By Jamie McGeever
LONDON, April 28 (Reuters) - Three London-based traders suspended or fired as part of a global investigation into alleged collusion and price-rigging in the foreign exchange market were not registered by Britain's financial market watchdog, revealing inconsistencies in the oversight of the world's biggest marketplace, Reuters analysis of the Financial Conduct Authority's filings has shown.
This highlights one of the difficulties in monitoring large, cross-border, over-the-counter markets, such as foreign exchange which is the world's largest financial market yet also its least-regulated - a "regulatory hole", according to Tracy McDermott, director of enforcement at the FCA.
These gaps are not apparent in markets such as stocks, which are traded on more tightly monitored and regulated exchanges.
"Spot FX trading isn't a regulated activity," McDermott told the Reuters Global Regulation Summit on Monday.

#### LISTED ENTRIES
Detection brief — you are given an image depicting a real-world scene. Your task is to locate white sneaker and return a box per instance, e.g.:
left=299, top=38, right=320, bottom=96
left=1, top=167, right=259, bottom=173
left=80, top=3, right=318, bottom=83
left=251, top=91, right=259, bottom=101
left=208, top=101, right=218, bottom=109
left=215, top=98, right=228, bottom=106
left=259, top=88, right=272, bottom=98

#### YOUR INSTRUCTIONS
In the foreign exchange article, what position does Tracy McDermott hold? Rely only on the foreign exchange article for what follows.

#### EXPECTED ANSWER
She is director of enforcement at the FCA.